EXERCISE MATERIAL >>
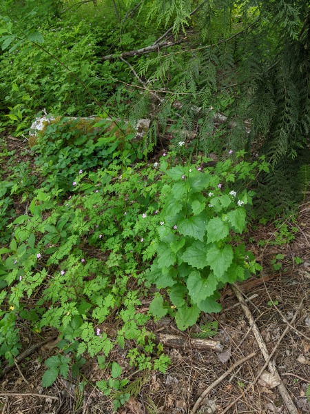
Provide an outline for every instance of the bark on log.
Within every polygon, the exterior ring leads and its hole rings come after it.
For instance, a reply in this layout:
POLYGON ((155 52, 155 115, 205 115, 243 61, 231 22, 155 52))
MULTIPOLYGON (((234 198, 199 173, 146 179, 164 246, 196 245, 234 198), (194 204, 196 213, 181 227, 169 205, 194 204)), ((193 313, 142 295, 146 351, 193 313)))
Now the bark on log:
POLYGON ((223 346, 216 339, 201 338, 187 338, 168 333, 156 335, 157 340, 164 346, 169 348, 183 348, 195 349, 212 349, 216 352, 223 351, 223 346))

PROBLEM TO WORK ON >> Repeat every row above verbatim, leaving out the picture.

WORKED SOLUTION >>
Provide an outline for every instance of the bark on log.
Within every polygon, the exterior ring leads and its hole rings come after it.
For instance, a reply in this layout:
POLYGON ((155 52, 155 115, 205 115, 243 61, 231 22, 155 52))
MULTIPOLYGON (((234 198, 199 173, 146 179, 164 246, 196 245, 234 198), (194 204, 196 213, 181 227, 169 205, 194 204)), ((193 313, 142 295, 146 351, 193 313)))
Now the bark on log:
POLYGON ((223 346, 216 339, 201 338, 187 338, 168 333, 156 335, 157 340, 164 346, 169 348, 183 348, 195 349, 212 349, 216 352, 223 351, 223 346))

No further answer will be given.